Direction A
Extract every line of the records below that contains the string "part", and treat case as significant.

Excerpted passage

Heinrich Schütz Facts
The German composer Heinrich Schütz (1585-1672) is credited with an important role in bringing the Italian baroque style to Germany.
Born in Köstritz, Saxony, to prosperous, middle-class parents, Heinrich Schütz learned the rudiments of music in the chapel choir of Moritz, Landgrave of Hesse-Cassel. In 1608 Schütz entered the University of Marburg to study law, but when the landgrave, who recognized his extraordinary musical gift, offered to support him, Schütz was able to leave for Venice in 1609 to study with Giovanni Gabrieli. Schütz returned in 1613 after his teacher's death.
While in Italy, Schütz published his first collection, Il primo libro de madrigali (1611), dedicated to Landgrave Moritz. These 19 chromatic madrigals reveal the close attention Schütz was always to give both the syntax and content of his texts. Even more Italianate are the Psalmen Davids (1619), published after the composer became kapellmeister to Johann Georg, Elector of Saxony, in Dresden. In these 26 works, composed for multiple groups of vocal and instrumental soloists, reinforced by two or more choruses, Schütz brought to northern Europe the colorful, polychoral methods of his beloved master, Gabrieli. The music, of overwhelming grandeur, was written for the enhancement of the Protestant liturgy and the edification of the court.

Supplied data
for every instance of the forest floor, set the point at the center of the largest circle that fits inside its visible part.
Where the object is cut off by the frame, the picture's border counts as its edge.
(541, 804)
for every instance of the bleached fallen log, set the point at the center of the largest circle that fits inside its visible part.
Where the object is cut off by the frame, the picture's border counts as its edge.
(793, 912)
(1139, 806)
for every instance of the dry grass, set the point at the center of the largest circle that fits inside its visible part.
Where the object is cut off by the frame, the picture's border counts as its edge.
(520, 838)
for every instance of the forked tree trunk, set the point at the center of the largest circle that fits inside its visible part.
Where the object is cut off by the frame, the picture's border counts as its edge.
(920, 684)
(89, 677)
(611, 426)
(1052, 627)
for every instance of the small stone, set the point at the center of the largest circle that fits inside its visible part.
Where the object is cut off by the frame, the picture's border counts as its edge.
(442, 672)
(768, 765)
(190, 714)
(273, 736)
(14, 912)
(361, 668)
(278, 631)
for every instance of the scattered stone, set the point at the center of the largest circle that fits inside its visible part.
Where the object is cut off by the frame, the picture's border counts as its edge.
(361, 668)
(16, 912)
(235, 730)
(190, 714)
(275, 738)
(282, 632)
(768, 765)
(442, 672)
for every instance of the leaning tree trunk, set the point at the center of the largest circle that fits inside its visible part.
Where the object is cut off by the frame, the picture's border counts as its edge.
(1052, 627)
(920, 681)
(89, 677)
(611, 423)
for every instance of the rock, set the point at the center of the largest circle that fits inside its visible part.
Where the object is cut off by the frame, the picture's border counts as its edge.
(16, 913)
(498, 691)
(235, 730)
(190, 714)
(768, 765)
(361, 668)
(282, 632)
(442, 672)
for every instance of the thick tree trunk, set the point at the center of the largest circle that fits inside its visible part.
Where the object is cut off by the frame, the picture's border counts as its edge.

Direction B
Please write out the Heinrich Schütz text above in full, word for word.

Final result A
for every instance of the forest floor, set the point at the center of the largest circle that fits inside its visible part.
for every instance of the bleached fallen log, set the point at the center of the largest circle that fits inside its visible part.
for every instance of the dry grass, set the point at the center of the largest circle that fits inside its visible part.
for every instance of the forked tree trunk, set the point at the center of the largest circle that fits inside its visible part.
for every instance of the small stone, set the point at the center of the largest circle that fits inside its visible part.
for every instance of the scattered stone, set the point at the center of the largest circle that fits inside its visible part.
for every instance of the leaning tree trunk, set the point at the center of the largest circle that fits inside its visible part.
for every instance of the rock, set the point at the center of the largest circle that fits inside its visible part.
for every instance of the thick tree trunk, set the point at the center of the largest circle that fits inside its visible part.

Final result B
Heinrich Schütz Facts
The German composer Heinrich Schütz (1585-1672) is credited with an important role in bringing the Italian baroque style to Germany.
Born in Köstritz, Saxony, to prosperous, middle-class parents, Heinrich Schütz learned the rudiments of music in the chapel choir of Moritz, Landgrave of Hesse-Cassel. In 1608 Schütz entered the University of Marburg to study law, but when the landgrave, who recognized his extraordinary musical gift, offered to support him, Schütz was able to leave for Venice in 1609 to study with Giovanni Gabrieli. Schütz returned in 1613 after his teacher's death.
While in Italy, Schütz published his first collection, Il primo libro de madrigali (1611), dedicated to Landgrave Moritz. These 19 chromatic madrigals reveal the close attention Schütz was always to give both the syntax and content of his texts. Even more Italianate are the Psalmen Davids (1619), published after the composer became kapellmeister to Johann Georg, Elector of Saxony, in Dresden. In these 26 works, composed for multiple groups of vocal and instrumental soloists, reinforced by two or more choruses, Schütz brought to northern Europe the colorful, polychoral methods of his beloved master, Gabrieli. The music, of overwhelming grandeur, was written for the enhancement of the Protestant liturgy and the edification of the court.